-------- EXTRACT TO READ --------
Decision No. 16,613
Application of STUART E. ANDERSON for the removal of Richard Downey as a member of the Board of Education of the Otego-Unadilla Central School District.
Decision No. 16,613
(June 20, 2014)
Coughlin & Gerhart, LLP, attorneys for respondent, Michael G. Surowka, Esq., of counsel
KING, JR., Commissioner.--Petitioner seeks the removal of Richard Downey (“respondent”) from the Board of Education of the Otego-Unadilla Central School District (“board”). The application must be denied.
In his application, petitioner asserts that respondent must be removed because he allegedly organized and arranged a meeting to be held at the district’s high school on November 13, 2012 by the Unatego Area Landowners Association (“UALA”), an organization to which respondent Downey belongs. UALA promotes natural gas development in the area. Petitioner alleges that public attendance at this meeting was prohibited in violation of Education Law §414(1)(c). Specifically, petitioner alleges that the correspondence announcing the meeting states, “All those who support gas development are welcome” and “ALL COALITIONS AND PRO-DRILLING LANDOWNERS ARE INVITED.” Petitioner claims that such statements are “intended to discourage by intimidation attendance at the advertised meeting by (a) persons not favoring gas drilling, and/or (b) persons who are not landowners; such persons are clearly implied to not be invited.”
-------- DATASET EXTRACT --------
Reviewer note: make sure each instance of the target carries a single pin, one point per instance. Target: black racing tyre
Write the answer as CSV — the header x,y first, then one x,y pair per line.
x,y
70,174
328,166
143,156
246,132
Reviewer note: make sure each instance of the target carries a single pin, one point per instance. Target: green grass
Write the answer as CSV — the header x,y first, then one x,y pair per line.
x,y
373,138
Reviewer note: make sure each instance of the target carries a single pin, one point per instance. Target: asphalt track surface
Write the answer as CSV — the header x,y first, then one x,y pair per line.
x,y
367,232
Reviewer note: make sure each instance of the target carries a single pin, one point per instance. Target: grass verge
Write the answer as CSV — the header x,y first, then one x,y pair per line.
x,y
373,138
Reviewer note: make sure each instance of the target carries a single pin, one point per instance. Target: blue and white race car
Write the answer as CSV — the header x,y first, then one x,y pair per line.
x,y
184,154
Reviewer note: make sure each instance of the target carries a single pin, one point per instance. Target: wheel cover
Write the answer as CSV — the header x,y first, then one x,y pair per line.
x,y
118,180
--------
Return the passage of the school board removal decision between "Coughlin & Gerhart, LLP, attorneys" and "must be denied.", inclusive, copied word for word.

Coughlin & Gerhart, LLP, attorneys for respondent, Michael G. Surowka, Esq., of counsel
KING, JR., Commissioner.--Petitioner seeks the removal of Richard Downey (“respondent”) from the Board of Education of the Otego-Unadilla Central School District (“board”). The application must be denied.